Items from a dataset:
[Start of Attachment]

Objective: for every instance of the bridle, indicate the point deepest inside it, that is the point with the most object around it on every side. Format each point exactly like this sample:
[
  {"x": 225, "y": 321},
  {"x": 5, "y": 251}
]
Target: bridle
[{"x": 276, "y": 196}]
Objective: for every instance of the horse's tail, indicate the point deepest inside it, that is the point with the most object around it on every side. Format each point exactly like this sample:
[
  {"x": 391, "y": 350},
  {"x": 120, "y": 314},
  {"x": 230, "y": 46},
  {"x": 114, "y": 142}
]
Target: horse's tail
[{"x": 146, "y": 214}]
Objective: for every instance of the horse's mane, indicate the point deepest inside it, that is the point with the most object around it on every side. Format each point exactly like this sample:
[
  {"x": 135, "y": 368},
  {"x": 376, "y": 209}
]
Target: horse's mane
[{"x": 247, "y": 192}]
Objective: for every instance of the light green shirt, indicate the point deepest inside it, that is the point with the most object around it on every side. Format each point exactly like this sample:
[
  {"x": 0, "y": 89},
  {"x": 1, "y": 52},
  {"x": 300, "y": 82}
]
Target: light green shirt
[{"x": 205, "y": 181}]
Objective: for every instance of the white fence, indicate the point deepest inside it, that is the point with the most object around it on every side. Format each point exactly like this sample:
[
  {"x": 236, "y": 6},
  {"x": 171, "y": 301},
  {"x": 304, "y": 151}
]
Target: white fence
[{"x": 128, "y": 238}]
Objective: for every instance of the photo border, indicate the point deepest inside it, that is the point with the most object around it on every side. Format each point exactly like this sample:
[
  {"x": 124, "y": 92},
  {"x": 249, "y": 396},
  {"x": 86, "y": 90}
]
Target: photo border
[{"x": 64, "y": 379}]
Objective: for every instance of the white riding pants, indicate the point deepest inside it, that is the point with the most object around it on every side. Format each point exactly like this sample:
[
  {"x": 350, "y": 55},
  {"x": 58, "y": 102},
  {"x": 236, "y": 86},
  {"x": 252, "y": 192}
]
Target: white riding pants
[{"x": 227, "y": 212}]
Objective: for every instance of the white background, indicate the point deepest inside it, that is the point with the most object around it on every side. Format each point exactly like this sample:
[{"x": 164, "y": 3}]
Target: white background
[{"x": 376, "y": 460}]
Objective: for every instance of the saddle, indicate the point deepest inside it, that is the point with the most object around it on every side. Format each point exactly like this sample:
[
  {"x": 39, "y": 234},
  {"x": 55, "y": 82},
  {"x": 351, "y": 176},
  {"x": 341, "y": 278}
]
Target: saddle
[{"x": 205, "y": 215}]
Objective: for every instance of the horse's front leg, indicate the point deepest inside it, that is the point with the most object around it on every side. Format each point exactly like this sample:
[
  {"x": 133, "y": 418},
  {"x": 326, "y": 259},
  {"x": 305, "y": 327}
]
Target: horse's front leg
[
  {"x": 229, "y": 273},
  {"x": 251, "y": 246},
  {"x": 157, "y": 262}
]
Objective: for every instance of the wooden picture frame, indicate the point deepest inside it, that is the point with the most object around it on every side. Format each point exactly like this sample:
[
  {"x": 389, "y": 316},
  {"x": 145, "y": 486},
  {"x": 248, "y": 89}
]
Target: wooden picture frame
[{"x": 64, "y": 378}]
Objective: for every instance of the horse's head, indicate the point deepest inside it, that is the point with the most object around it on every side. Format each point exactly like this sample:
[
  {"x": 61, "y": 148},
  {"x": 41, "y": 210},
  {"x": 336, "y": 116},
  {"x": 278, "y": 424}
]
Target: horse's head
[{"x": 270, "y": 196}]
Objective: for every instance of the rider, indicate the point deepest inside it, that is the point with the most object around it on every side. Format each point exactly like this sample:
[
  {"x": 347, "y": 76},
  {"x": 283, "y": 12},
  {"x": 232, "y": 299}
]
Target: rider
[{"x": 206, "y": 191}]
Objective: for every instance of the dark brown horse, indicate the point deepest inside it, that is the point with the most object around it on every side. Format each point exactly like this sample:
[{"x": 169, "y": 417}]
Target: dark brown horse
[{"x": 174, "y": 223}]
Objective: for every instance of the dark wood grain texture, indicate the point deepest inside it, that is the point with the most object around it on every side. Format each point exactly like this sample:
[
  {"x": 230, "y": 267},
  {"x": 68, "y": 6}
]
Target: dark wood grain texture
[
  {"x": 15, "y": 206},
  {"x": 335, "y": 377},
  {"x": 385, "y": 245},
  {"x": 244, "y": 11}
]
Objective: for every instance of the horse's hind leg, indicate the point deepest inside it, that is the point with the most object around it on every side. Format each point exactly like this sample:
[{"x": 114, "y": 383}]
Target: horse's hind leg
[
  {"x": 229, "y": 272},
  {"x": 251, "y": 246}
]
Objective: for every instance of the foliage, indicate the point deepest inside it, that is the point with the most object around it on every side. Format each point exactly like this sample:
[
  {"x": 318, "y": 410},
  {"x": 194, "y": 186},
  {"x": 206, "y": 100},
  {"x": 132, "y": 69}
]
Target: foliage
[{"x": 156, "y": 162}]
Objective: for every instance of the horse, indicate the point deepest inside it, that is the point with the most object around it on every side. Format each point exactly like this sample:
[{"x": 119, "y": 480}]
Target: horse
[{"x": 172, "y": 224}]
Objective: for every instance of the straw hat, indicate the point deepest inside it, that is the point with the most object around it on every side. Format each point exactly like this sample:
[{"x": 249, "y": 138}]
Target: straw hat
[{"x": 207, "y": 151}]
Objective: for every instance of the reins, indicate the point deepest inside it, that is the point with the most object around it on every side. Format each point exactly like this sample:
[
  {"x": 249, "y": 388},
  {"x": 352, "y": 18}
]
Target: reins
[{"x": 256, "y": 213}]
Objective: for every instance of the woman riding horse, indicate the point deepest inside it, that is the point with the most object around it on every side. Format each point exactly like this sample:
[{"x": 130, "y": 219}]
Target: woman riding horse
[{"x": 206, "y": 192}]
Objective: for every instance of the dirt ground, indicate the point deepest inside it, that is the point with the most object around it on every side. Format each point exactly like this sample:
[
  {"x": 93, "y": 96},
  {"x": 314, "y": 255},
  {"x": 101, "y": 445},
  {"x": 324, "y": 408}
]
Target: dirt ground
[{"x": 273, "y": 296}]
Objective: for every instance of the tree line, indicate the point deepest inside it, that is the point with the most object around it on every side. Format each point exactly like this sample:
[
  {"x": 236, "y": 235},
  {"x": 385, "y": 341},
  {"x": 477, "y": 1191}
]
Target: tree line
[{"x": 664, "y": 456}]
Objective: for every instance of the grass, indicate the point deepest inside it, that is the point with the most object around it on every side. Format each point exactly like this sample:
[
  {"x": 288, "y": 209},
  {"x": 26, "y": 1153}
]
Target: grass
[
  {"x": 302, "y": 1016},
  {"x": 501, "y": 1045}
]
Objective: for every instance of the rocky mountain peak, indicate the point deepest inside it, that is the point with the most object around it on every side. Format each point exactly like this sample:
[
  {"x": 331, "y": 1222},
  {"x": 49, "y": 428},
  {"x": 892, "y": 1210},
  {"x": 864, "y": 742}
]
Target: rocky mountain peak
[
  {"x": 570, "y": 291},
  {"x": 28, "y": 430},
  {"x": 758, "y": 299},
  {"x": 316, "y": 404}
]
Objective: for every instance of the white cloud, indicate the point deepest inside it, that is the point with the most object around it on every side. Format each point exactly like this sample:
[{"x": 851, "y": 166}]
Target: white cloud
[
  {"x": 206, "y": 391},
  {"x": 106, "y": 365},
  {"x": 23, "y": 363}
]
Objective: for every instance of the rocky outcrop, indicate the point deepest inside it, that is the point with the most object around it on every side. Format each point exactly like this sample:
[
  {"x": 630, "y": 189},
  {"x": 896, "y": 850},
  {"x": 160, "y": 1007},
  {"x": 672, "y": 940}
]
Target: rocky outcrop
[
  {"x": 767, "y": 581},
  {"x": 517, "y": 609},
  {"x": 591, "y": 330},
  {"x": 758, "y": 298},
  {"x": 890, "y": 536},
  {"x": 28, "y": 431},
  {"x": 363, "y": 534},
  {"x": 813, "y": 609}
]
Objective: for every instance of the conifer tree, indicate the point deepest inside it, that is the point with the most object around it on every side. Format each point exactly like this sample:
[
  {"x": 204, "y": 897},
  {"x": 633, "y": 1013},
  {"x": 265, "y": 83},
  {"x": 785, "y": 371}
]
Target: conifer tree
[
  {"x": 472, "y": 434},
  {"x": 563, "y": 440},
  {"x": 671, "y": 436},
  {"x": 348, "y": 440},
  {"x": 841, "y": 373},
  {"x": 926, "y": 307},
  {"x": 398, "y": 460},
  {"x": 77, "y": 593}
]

[End of Attachment]

▶ **Work to complete**
Return only the part of the records above that opens with the line containing "Target: wooden picture frame" and closes with the line containing "Objective: for every instance of the foliage, indicate", ends included.

▶ **Answer**
Target: wooden picture frame
[{"x": 64, "y": 378}]
Objective: for every instance of the horse's head, indicate the point deepest inside it, that is the point with the most object around it on every side. Format each point exactly like this sample:
[
  {"x": 61, "y": 148},
  {"x": 41, "y": 210},
  {"x": 336, "y": 116},
  {"x": 278, "y": 424}
]
Target: horse's head
[{"x": 270, "y": 196}]
Objective: for every instance of the rider, indicate the point deepest inside it, that is the point with the most object around it on every side. Format each point exactly like this sample:
[
  {"x": 347, "y": 76},
  {"x": 283, "y": 12},
  {"x": 232, "y": 299}
]
Target: rider
[{"x": 206, "y": 191}]
Objective: for every instance of the dark brown horse, indicate the point deepest inside it, that is the point with the most object around it on every side. Format each point exactly like this sample:
[{"x": 169, "y": 417}]
Target: dark brown horse
[{"x": 174, "y": 223}]
Objective: for every instance of the dark wood grain texture, indicate the point deepest inside it, that is the point with the most object around it on every side. Format each point exactly like this sample:
[
  {"x": 230, "y": 267},
  {"x": 68, "y": 6}
]
Target: dark wood grain texture
[
  {"x": 15, "y": 206},
  {"x": 335, "y": 377},
  {"x": 385, "y": 245},
  {"x": 244, "y": 11}
]
Objective: for every instance of the horse's hind leg, indicate the point deepest inside it, that is the point with the most object around it on every side. Format each point exactly like this sample:
[{"x": 114, "y": 383}]
Target: horse's hind leg
[
  {"x": 229, "y": 272},
  {"x": 251, "y": 246}
]
Objective: for every instance of the foliage, indicate the point deepest inside it, that is the point with the most object around it on every side. Format each point exactly like this sample:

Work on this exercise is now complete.